This is material for Hackarade #4, an internal hackathon at Cookpad Inc.
To be able to create an interpreter of a simple programming language.
An interpreter is a program that read a program text written by a user, and that makes a computer run as instructed. A common interpreter has the following components:
- parser, which translates a user program into an internal representation called "abstract syntax tree",
- evaluator, which executes the instruction by walking the tree, and
- other runtimes including built-in features, memory management, etc.
Today, we will write a very simple Ruby interpreter in Ruby. We will focus on the "evaluator". A simple parser is provided by the organizer, and all other runtime features are "outsourced" to Ruby's ones.
The target language (which our interpreter runs a program written in) and the host language (which we use to write our interpreter) are Ruby. More precisely, the target language is MinRuby, a very simplified variant of Ruby, which includes the following features:
- Arithmetic, comparison:
1 + 2 * 3
、42 > 40
、3 * 4 == 5 + 7
- Statements, variables:
x = 42; x = x + 1; p(x)
- Branch, loop:
if 42 > 40
、while 42 > 40
- Function call:
p(1)
- Function definition:
def fib(n); ...; end
- Array and Hash:
a = [1, 2, 3]; a[1] = 42; p(a[0])
、h = {}; h["foo"] = "bar"; p(h["foo"])
An abstract syntax tree (AST) is a "tree" representation of a program. For example, we can represent a program text "1 + 2 * 3
" as the following tree structure:
(+)
/ \
/ \
1 (*)
/ \
/ \
2 3
This tree can be encoded in a data structure of Ruby arrays:
["+",
["lit", 1],
["-",
["lit", 2],
["lit", 3]]]
You can easily see the correspondence between the original tree and this data, I believe :-) Each array corresponds to each node of the tree structure. The first element of each array is a string that represents its node type. The second and later elements are its child nodes and/or auxiliary data. "lit"
is an abbreviation of literal, and its second element is an integer value of the literal.

Excerpts from point annotation data:
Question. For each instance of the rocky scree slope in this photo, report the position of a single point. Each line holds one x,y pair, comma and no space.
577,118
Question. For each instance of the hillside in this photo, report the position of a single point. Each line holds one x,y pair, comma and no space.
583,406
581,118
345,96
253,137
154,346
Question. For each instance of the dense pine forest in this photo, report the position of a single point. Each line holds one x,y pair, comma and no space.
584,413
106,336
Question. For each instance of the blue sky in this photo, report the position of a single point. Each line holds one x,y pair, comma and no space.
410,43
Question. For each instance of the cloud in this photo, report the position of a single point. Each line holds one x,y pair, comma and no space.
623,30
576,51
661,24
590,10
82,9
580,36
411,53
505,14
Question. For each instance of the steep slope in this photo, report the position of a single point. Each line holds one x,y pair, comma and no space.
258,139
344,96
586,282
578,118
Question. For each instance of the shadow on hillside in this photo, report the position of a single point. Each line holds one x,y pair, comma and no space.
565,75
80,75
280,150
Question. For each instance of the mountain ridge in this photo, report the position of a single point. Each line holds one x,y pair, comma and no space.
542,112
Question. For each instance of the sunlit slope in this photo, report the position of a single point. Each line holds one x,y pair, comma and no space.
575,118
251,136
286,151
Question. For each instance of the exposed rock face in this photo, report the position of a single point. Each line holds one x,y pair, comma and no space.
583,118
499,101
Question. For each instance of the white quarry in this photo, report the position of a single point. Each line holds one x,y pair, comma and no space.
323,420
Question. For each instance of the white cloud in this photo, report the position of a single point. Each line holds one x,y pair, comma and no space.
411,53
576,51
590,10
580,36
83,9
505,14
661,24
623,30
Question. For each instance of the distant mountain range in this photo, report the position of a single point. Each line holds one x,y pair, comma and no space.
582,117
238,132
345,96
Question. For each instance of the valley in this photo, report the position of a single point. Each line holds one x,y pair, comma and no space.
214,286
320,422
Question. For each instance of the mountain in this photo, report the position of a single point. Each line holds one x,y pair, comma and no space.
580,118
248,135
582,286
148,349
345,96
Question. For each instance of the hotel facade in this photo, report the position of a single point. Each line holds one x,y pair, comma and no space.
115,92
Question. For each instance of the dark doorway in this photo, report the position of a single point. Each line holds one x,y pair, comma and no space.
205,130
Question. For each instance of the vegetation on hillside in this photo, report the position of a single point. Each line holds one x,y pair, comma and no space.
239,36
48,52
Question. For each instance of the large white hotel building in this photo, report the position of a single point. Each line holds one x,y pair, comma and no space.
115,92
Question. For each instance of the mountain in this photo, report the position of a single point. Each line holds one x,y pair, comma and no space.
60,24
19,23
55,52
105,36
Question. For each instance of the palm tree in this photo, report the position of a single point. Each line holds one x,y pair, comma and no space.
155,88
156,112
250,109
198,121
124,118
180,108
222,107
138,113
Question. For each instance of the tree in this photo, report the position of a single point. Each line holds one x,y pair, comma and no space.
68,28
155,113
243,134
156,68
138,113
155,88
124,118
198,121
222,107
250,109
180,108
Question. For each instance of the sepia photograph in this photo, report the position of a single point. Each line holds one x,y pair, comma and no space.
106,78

■ **Direction A**: Translate this sentence from the Ruby interpreter page into Spanish: "Today, we will write a very simple Ruby interpreter in Ruby."
■ **Direction B**: According to the Ruby interpreter page, who provides the simple parser?
■ **Direction C**: Repeat word for word the passage of the Ruby interpreter page that begins with "This is material" and stops after "memory management, etc.".

■ **Exercise result A**: Hoy escribiremos un intérprete de Ruby muy sencillo en Ruby.

■ **Exercise result B**: The organizer.

■ **Exercise result C**:
This is material for Hackarade #4, an internal hackathon at Cookpad Inc.
To be able to create an interpreter of a simple programming language.
An interpreter is a program that read a program text written by a user, and that makes a computer run as instructed. A common interpreter has the following components:
- parser, which translates a user program into an internal representation called "abstract syntax tree",
- evaluator, which executes the instruction by walking the tree, and
- other runtimes including built-in features, memory management, etc.